━━━ Page text ━━━

Nice Guys Finnish Last

Posted: November 10, 2014 in Photography
Tags: , , , , , ,

After the unmitigated disaster of the previous month, John and I were more than ready for a change of scenery. Thankfully for us, our friend’s wedding was fast approaching, and so we charted a course for mainland Europe and a reunion ten years overdue. On Friday the 3rd of October, we set out for Finland. 72 hours later, we were finally reunited with our luggage. Here is the infinitely more disastrous story of how that came to pass.

We finished packing at 3 in the morning (no thanks to this lot), and – with our flight departing at 6am – decided that it was somewhat pointless trying to sleep when we’d have to get a taxi to the airport in under an hour. On arrival at Glasgow Airport, our nerves were further shot when it emerged that KLM has zero check-in baggage allowance: a pretty shitty policy for a fairly major airline. Worse still, the self-service machines rejected every one of our credit cards, meaning that we couldn’t even pay the surprise fees they’d sprung on us that morning. Realising that our flight would depart before we managed to get this god-forsaken machine to print our boarding passes, I finally went in search of a member of staff who turned out to be the one saving grace that day and checked both of our suitcases for free. Alas, that was to be the sole rise in our precipitous decline in fortunes.

To summarise a fairly quick succession of catastrophes: the group of obnoxious drunks getting Mel Gibson-wasted at 5 in the morning (it’s always happy hour somewhere, I guess?) ended up on our flight; take-off was delayed for over an hour after we were seated; and landing was delayed by a further 45 minutes as we endlessly circled Schiphol Airport waiting for the fog to lift. Naturally this left us with a fraction of the time we’d allowed for our connection, though the good people in Amsterdam still took the opportunity to scold John for “smuggling” a bottle of water through security, despite the fact that he’d bought it in the airport. (“Very disappointing, sir.” Yes, thank you, nowgetoutoftheway.)

━━━

== Required actions ==
(a) In the travel post, why did the writer and John decide not to try to sleep before their flight? Answer in one to three sentences.
(b) Reproduce the travel post from "After the unmitigated" up to and including "came to pass.".

━━━ Record extracts ━━━

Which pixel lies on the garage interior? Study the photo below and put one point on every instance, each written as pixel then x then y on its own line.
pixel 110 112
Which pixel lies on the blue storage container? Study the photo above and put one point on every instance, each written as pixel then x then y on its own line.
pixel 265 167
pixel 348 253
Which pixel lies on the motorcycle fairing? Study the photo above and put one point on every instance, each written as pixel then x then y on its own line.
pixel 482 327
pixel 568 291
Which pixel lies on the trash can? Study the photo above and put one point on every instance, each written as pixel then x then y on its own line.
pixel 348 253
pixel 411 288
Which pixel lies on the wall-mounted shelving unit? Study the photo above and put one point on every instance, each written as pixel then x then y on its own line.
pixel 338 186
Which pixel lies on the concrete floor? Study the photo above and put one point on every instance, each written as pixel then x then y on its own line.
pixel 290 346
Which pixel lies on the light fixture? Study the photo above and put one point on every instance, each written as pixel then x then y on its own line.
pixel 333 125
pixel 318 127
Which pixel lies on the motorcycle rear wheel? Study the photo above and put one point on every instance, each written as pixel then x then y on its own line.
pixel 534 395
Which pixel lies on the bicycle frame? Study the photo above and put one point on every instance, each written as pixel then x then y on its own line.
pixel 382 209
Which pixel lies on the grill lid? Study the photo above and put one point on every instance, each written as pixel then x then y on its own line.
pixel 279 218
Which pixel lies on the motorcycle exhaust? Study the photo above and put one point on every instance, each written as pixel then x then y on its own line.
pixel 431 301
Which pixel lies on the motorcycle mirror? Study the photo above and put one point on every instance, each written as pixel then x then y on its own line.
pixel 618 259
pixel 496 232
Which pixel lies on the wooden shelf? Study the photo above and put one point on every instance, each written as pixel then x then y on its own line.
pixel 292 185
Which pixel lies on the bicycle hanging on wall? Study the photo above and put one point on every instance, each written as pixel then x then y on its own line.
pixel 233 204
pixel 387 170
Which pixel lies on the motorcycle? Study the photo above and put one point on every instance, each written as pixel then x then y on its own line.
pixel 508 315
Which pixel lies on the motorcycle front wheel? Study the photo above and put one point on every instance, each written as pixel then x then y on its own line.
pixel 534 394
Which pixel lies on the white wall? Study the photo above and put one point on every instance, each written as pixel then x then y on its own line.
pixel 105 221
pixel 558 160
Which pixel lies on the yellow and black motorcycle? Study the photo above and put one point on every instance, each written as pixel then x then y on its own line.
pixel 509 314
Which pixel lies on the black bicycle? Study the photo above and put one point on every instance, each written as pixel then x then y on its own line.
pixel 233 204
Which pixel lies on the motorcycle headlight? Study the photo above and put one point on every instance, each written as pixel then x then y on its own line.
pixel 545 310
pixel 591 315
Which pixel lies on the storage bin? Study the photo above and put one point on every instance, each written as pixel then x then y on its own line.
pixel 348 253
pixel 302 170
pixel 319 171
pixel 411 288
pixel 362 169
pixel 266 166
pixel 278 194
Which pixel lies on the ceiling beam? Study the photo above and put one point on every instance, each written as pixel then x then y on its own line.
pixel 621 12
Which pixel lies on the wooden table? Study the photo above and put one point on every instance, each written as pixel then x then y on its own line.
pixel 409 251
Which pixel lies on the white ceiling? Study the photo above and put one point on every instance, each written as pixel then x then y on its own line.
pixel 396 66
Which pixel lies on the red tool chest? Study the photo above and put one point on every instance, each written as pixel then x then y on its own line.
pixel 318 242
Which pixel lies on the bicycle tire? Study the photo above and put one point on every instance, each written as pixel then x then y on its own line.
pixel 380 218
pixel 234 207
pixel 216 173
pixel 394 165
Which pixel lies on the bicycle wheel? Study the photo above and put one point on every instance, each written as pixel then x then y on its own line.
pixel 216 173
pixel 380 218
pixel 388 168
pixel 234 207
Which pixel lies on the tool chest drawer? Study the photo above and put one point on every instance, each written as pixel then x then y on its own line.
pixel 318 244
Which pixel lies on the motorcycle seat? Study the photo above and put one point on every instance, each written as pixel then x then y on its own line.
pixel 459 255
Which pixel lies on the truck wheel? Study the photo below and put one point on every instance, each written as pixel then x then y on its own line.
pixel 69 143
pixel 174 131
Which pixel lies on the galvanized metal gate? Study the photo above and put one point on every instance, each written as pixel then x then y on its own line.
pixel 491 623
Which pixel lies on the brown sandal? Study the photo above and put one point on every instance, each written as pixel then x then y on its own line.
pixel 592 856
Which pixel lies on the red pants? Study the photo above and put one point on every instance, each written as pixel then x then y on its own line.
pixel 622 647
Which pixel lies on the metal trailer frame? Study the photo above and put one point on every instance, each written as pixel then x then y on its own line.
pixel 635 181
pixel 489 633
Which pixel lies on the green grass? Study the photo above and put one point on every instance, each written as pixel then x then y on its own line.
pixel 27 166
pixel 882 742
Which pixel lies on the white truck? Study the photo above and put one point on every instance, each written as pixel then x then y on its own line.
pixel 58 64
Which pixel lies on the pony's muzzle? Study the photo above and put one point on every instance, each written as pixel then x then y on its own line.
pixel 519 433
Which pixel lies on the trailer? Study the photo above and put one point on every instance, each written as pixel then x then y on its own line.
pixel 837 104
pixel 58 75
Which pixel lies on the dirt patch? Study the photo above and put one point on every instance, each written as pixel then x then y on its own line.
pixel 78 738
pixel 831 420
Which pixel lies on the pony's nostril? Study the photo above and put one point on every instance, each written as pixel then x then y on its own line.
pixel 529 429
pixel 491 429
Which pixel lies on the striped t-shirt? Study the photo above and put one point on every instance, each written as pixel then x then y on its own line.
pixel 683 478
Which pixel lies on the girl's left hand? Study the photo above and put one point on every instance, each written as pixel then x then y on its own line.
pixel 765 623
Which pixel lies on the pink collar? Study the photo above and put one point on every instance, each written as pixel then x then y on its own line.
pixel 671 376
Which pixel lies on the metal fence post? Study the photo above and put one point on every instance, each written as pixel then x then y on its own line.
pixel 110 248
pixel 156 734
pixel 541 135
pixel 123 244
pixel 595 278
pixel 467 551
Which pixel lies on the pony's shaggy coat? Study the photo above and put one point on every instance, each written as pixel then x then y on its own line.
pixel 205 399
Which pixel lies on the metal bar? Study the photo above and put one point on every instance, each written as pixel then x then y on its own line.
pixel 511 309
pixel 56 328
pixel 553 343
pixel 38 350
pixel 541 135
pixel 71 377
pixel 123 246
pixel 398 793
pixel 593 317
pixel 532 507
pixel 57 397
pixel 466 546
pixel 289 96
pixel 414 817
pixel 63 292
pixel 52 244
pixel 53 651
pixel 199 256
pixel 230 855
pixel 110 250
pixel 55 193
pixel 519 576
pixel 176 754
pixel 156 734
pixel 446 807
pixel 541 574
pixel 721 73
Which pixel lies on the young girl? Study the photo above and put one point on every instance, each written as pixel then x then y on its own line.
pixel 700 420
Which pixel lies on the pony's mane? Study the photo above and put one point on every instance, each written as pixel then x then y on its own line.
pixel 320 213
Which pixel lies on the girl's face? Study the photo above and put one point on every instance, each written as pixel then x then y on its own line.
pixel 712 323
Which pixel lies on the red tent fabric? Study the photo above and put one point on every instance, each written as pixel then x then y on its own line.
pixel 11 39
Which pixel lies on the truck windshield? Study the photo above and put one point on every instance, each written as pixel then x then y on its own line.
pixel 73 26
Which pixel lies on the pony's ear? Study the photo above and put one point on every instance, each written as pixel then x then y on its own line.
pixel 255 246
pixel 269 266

━━━

== Solutions to the tasks ==
(a) They finished packing at 3 in the morning, and their flight was leaving at 6am. Since they would have to get a taxi to the airport in under an hour, they decided that trying to sleep was somewhat pointless.

(b)
After the unmitigated disaster of the previous month, John and I were more than ready for a change of scenery. Thankfully for us, our friend’s wedding was fast approaching, and so we charted a course for mainland Europe and a reunion ten years overdue. On Friday the 3rd of October, we set out for Finland. 72 hours later, we were finally reunited with our luggage. Here is the infinitely more disastrous story of how that came to pass.